▶ **Records shown**:

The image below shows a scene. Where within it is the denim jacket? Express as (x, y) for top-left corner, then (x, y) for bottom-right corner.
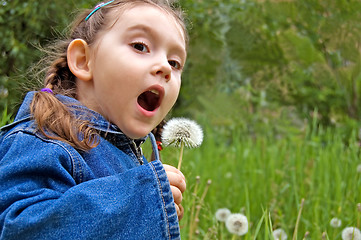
(0, 92), (180, 240)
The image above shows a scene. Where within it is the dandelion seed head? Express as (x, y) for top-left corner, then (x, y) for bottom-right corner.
(162, 118), (203, 148)
(330, 218), (342, 228)
(216, 208), (231, 222)
(341, 227), (361, 240)
(357, 164), (361, 173)
(226, 213), (248, 236)
(272, 228), (287, 240)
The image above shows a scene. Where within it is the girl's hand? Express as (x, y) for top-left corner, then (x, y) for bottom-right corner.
(163, 164), (186, 220)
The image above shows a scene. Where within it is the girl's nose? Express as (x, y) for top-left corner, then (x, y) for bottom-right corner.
(153, 54), (172, 82)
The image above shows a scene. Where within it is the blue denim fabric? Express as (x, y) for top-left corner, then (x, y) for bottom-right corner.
(0, 92), (180, 240)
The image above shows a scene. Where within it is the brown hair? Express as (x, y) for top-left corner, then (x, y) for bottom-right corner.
(30, 0), (188, 150)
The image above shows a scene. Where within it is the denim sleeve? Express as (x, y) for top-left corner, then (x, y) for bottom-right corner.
(0, 133), (180, 240)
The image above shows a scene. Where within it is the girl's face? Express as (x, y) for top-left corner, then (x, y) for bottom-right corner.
(78, 5), (186, 139)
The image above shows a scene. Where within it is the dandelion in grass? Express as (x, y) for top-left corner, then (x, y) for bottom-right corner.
(341, 227), (361, 240)
(272, 228), (287, 240)
(226, 213), (248, 236)
(216, 208), (231, 222)
(330, 218), (342, 228)
(162, 118), (203, 169)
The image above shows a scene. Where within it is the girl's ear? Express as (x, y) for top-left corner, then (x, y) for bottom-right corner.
(67, 38), (93, 81)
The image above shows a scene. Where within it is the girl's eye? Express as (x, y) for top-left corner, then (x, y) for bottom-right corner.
(131, 43), (149, 52)
(168, 60), (182, 70)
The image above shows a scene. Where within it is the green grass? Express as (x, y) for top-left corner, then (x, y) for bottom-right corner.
(156, 123), (361, 239)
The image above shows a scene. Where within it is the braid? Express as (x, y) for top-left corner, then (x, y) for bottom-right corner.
(30, 42), (98, 151)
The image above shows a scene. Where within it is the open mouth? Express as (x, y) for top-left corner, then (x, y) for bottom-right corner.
(137, 89), (161, 111)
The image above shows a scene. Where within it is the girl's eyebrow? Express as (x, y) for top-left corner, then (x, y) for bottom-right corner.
(127, 24), (187, 59)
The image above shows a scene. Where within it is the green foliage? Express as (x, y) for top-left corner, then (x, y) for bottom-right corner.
(179, 0), (361, 129)
(157, 119), (361, 240)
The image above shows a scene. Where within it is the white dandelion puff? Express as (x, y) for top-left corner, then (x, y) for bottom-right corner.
(162, 118), (203, 169)
(216, 208), (231, 222)
(162, 118), (203, 148)
(226, 213), (248, 236)
(330, 217), (342, 228)
(272, 228), (287, 240)
(341, 227), (361, 240)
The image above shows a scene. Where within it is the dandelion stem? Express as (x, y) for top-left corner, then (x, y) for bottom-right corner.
(189, 176), (200, 240)
(178, 141), (184, 170)
(292, 198), (305, 240)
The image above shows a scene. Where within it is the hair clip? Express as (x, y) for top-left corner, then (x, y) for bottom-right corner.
(85, 0), (114, 21)
(40, 88), (54, 94)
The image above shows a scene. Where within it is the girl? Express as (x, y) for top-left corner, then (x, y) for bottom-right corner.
(0, 0), (187, 239)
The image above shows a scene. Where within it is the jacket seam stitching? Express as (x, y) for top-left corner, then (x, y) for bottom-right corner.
(3, 129), (83, 182)
(150, 163), (171, 239)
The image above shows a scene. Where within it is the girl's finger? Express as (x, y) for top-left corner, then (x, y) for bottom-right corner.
(167, 172), (187, 193)
(163, 164), (186, 180)
(170, 186), (183, 204)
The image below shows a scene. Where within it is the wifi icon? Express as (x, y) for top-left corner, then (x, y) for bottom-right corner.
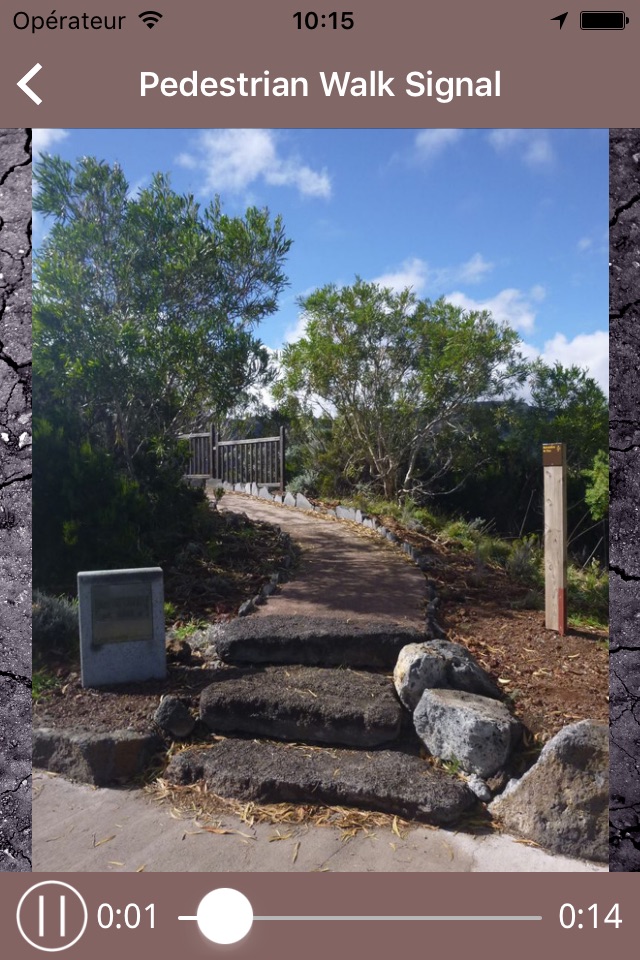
(138, 10), (162, 30)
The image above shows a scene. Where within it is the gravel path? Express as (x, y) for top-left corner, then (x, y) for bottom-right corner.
(220, 493), (426, 627)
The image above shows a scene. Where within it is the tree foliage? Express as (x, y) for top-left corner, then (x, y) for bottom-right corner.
(33, 157), (290, 589)
(34, 157), (290, 476)
(278, 278), (525, 497)
(583, 450), (609, 520)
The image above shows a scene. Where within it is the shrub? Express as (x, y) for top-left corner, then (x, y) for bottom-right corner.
(32, 590), (80, 662)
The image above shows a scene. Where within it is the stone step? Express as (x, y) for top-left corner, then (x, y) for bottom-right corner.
(216, 615), (428, 670)
(200, 665), (403, 748)
(164, 739), (476, 825)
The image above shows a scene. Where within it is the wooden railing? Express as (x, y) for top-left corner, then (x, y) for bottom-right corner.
(181, 427), (285, 492)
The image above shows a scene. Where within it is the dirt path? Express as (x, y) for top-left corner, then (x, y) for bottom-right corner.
(220, 493), (426, 627)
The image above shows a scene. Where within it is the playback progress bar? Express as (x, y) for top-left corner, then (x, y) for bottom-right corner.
(178, 887), (542, 943)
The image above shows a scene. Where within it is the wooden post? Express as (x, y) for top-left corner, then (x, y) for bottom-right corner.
(542, 443), (567, 637)
(280, 427), (285, 496)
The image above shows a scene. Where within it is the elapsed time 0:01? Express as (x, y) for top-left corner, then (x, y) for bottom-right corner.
(98, 903), (155, 930)
(293, 10), (354, 30)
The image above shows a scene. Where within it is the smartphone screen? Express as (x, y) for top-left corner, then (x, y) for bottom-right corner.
(0, 0), (640, 957)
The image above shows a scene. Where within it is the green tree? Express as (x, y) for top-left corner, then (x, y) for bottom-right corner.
(34, 156), (290, 476)
(583, 450), (609, 520)
(277, 278), (526, 498)
(526, 361), (609, 473)
(33, 157), (290, 590)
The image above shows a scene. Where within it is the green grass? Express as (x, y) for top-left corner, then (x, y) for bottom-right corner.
(31, 670), (60, 703)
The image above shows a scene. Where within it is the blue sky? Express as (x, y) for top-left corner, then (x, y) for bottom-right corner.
(34, 129), (609, 392)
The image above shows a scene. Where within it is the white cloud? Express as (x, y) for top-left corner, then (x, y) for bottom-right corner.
(446, 284), (544, 332)
(454, 253), (493, 283)
(283, 313), (307, 343)
(373, 257), (429, 295)
(541, 330), (609, 396)
(373, 253), (493, 296)
(31, 127), (69, 157)
(178, 130), (331, 197)
(487, 130), (555, 169)
(415, 129), (464, 160)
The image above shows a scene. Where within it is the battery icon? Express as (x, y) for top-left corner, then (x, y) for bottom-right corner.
(580, 10), (629, 30)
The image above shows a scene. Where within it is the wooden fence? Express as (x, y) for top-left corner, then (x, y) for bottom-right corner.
(181, 427), (285, 493)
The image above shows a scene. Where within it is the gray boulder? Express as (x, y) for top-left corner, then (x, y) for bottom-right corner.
(413, 690), (520, 779)
(393, 640), (502, 710)
(489, 720), (609, 862)
(153, 697), (196, 739)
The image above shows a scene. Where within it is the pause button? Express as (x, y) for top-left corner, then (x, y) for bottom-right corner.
(16, 880), (88, 953)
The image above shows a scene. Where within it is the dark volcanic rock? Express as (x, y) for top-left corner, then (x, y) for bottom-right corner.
(33, 728), (162, 787)
(217, 616), (425, 669)
(200, 666), (402, 747)
(153, 697), (196, 738)
(165, 740), (476, 824)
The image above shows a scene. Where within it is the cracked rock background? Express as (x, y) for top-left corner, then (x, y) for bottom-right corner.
(0, 129), (31, 872)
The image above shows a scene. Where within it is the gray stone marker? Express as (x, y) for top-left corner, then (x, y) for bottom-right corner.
(78, 567), (167, 687)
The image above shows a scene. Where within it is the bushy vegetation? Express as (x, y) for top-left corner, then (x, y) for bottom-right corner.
(33, 156), (290, 593)
(32, 590), (80, 666)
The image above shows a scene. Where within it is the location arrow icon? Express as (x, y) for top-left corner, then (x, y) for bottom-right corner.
(16, 63), (42, 105)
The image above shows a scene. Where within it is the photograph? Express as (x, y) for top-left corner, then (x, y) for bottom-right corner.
(30, 127), (608, 872)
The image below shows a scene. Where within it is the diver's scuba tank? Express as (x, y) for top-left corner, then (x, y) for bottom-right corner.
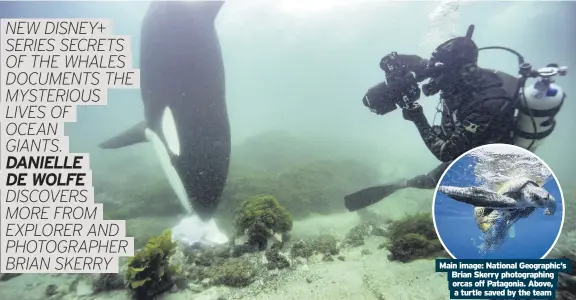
(478, 40), (568, 152)
(513, 64), (567, 151)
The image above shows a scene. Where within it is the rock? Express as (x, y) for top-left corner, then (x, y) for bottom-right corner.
(265, 248), (292, 270)
(290, 240), (313, 258)
(70, 276), (94, 297)
(0, 273), (22, 281)
(322, 255), (334, 262)
(188, 283), (204, 293)
(312, 234), (340, 255)
(208, 258), (258, 287)
(174, 276), (188, 290)
(44, 284), (58, 297)
(92, 273), (125, 293)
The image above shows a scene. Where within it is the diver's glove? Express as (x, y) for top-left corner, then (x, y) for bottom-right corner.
(402, 102), (424, 122)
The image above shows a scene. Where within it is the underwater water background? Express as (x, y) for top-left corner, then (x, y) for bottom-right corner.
(434, 155), (564, 259)
(0, 0), (576, 300)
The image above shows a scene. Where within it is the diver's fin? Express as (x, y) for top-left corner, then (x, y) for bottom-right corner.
(508, 224), (516, 239)
(438, 186), (517, 209)
(98, 121), (146, 149)
(344, 184), (403, 211)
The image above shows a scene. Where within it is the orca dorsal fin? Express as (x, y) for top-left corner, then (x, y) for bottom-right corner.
(98, 121), (147, 149)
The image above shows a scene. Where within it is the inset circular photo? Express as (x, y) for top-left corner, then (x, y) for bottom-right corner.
(432, 144), (564, 259)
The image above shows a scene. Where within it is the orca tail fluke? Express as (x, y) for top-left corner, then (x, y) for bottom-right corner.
(344, 183), (404, 212)
(98, 121), (147, 149)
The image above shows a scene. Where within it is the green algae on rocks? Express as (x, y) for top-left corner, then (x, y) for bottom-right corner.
(234, 195), (292, 245)
(125, 230), (178, 299)
(384, 213), (443, 262)
(206, 258), (258, 287)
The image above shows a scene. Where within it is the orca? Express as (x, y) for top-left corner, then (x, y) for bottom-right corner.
(99, 1), (231, 244)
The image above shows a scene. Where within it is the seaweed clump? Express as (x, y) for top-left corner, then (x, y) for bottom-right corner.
(207, 258), (258, 287)
(234, 195), (292, 250)
(384, 213), (443, 262)
(125, 230), (178, 299)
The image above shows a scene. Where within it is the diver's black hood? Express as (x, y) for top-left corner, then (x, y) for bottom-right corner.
(430, 37), (478, 69)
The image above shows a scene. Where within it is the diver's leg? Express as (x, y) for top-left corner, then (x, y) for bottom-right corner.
(344, 162), (450, 211)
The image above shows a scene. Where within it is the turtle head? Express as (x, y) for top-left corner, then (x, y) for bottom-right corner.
(522, 185), (556, 216)
(534, 188), (556, 216)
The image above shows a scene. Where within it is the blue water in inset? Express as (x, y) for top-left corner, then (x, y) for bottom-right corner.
(434, 156), (564, 259)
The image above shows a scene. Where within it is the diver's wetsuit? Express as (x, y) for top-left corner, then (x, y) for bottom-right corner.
(406, 55), (517, 189)
(344, 55), (517, 211)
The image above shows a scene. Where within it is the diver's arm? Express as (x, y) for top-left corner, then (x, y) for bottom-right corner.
(380, 54), (428, 79)
(412, 97), (513, 162)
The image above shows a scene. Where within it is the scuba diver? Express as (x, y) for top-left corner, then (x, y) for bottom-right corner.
(344, 25), (567, 211)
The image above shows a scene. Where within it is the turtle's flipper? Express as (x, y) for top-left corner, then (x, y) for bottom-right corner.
(438, 186), (516, 209)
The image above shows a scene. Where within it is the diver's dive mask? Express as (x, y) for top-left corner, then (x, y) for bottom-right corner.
(421, 25), (479, 96)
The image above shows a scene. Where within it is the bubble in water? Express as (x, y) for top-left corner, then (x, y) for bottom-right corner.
(420, 0), (460, 49)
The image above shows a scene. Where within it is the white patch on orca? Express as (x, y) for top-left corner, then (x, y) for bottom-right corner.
(145, 128), (192, 213)
(162, 107), (180, 155)
(508, 224), (516, 239)
(172, 215), (228, 246)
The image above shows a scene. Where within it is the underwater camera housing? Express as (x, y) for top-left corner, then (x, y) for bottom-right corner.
(362, 52), (420, 115)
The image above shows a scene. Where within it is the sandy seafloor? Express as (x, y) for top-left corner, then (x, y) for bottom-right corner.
(0, 192), (576, 300)
(0, 214), (448, 300)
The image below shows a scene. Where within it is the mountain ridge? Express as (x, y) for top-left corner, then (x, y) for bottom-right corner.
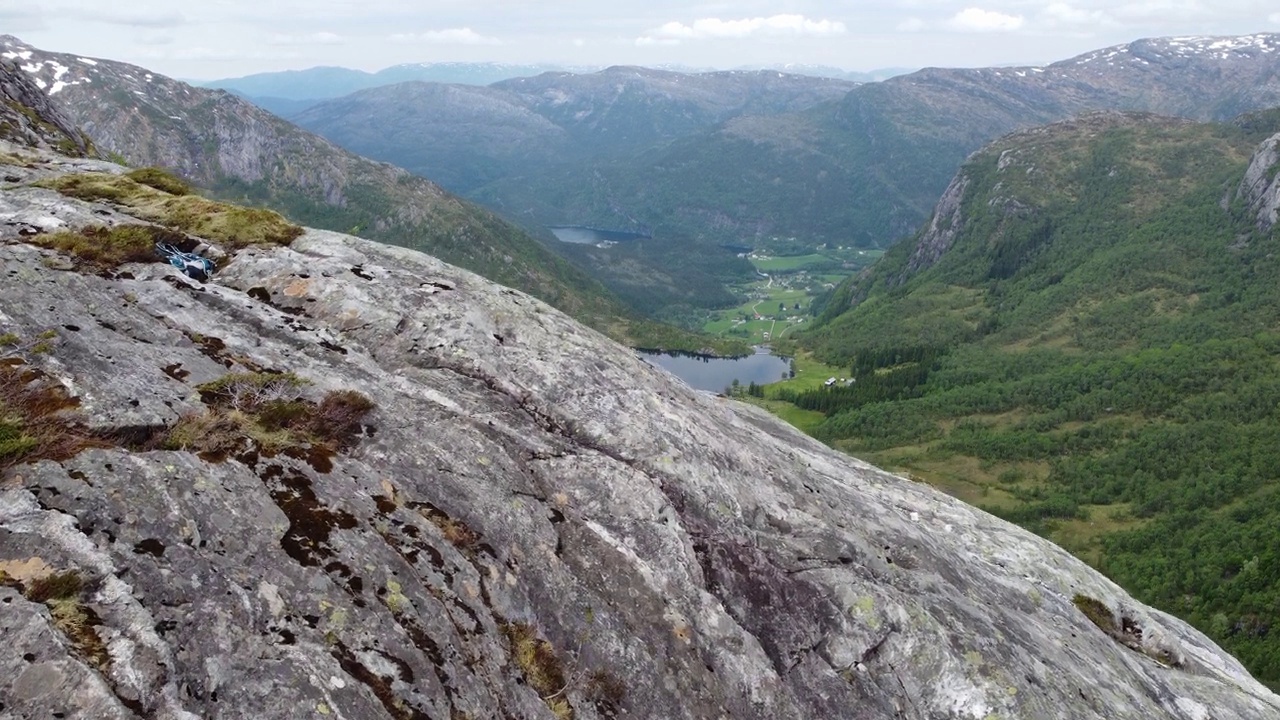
(0, 78), (1280, 720)
(0, 36), (744, 354)
(773, 110), (1280, 684)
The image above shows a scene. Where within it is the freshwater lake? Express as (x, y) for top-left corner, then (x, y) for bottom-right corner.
(547, 225), (646, 245)
(640, 348), (791, 392)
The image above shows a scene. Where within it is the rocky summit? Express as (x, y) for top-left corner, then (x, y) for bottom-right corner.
(0, 68), (1280, 720)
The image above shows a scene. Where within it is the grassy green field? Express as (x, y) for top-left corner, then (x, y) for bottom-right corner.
(703, 249), (883, 345)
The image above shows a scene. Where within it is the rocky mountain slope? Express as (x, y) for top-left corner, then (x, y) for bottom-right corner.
(0, 36), (640, 337)
(282, 35), (1280, 316)
(0, 89), (1280, 720)
(196, 63), (595, 105)
(788, 110), (1280, 684)
(522, 35), (1280, 247)
(0, 58), (92, 156)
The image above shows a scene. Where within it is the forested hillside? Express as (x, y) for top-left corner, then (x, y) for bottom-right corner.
(783, 113), (1280, 683)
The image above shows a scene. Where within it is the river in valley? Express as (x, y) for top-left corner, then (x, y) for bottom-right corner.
(640, 347), (791, 392)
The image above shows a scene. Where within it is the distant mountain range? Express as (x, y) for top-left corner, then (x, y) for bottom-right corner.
(282, 35), (1280, 313)
(192, 63), (910, 110)
(0, 36), (742, 350)
(773, 106), (1280, 687)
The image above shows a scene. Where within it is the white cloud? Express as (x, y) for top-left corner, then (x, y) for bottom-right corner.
(897, 18), (924, 32)
(1041, 3), (1115, 26)
(266, 32), (343, 45)
(392, 27), (502, 45)
(79, 6), (187, 28)
(951, 8), (1023, 32)
(636, 15), (845, 45)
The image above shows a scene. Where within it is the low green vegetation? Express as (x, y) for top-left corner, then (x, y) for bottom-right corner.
(499, 623), (573, 720)
(36, 168), (302, 251)
(0, 331), (108, 474)
(0, 570), (111, 674)
(161, 373), (374, 456)
(122, 163), (192, 195)
(698, 244), (882, 346)
(778, 118), (1280, 684)
(31, 225), (188, 272)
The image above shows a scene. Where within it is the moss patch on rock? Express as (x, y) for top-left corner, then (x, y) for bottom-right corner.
(499, 623), (573, 720)
(31, 225), (195, 272)
(163, 373), (375, 455)
(124, 168), (191, 195)
(35, 168), (303, 250)
(0, 351), (109, 474)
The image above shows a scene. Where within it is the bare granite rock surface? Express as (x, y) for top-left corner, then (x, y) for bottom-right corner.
(0, 141), (1280, 720)
(1238, 128), (1280, 232)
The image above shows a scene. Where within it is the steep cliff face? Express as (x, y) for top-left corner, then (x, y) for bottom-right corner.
(1236, 128), (1280, 232)
(0, 135), (1280, 720)
(0, 36), (626, 336)
(0, 55), (90, 155)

▶ **What this task involves**: Switch "moss patch" to "lichen patch" in the listing from the line with "is the moss" to the line with "(124, 168), (191, 195)", and write out only those lines again with everything else left as it is.

▶ **Result of this exercise**:
The image above shows a scene. Where within it is the lichen patch on rock? Express as (x, y) for top-left corner, then (x, y) for bottom-right corner.
(499, 623), (573, 720)
(31, 225), (195, 272)
(163, 373), (375, 455)
(124, 168), (191, 195)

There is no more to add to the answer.